● **DO THIS**
Convert every line of the records below into a JSON array of strings, one string per line, and omit blank lines.

-- Begin INFORMATION GIVEN --

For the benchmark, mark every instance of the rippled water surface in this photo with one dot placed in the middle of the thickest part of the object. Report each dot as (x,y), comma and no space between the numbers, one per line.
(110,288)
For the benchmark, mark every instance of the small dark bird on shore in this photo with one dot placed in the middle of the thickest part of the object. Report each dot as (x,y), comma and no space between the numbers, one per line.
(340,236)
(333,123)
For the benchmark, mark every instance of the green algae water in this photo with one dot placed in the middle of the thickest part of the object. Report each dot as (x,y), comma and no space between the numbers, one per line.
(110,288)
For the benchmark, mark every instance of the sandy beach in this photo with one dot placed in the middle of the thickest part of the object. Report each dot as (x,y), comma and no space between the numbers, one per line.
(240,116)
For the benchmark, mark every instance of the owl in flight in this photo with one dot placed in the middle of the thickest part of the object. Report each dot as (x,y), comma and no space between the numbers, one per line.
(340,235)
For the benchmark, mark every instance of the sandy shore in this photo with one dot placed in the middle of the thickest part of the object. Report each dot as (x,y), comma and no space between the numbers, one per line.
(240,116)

-- End INFORMATION GIVEN --

● **TASK SOLUTION**
[
  "For the benchmark, mark every instance of the rippled water surface in this photo with one dot placed in the middle of the thickest part of the object. Report each dot as (x,y), comma and no space between the numbers, one per line.",
  "(110,288)",
  "For the benchmark, mark every instance of the small dark bird on shore in this photo with one dot placed in the middle of the thickest part of the object. Report each dot as (x,y), comma and no space between the numbers, one per line.",
  "(340,236)",
  "(333,123)",
  "For the benchmark, mark every instance of the green algae water in this photo with one dot placed in the middle of the thickest part of the object. Report each dot as (x,y), comma and no space between the numbers, one per line.",
  "(110,288)",
  "For the benchmark, mark every instance of the sandy beach in this photo with one dot placed in the middle of the thickest part of the object. Report each dot as (x,y), comma and no space between the numbers, one per line.",
  "(240,116)",
  "For the benchmark, mark every instance of the owl in flight in this photo with one dot placed in the middle of the thickest part of the object. Report each dot as (x,y), comma and no space between the numbers, one per line.",
  "(340,235)",
  "For the benchmark, mark every instance of the sandy shore in this photo with one dot placed in the middle of the thickest part of the object. Report each dot as (x,y), comma and no space between the numbers, one per line.",
  "(240,116)"
]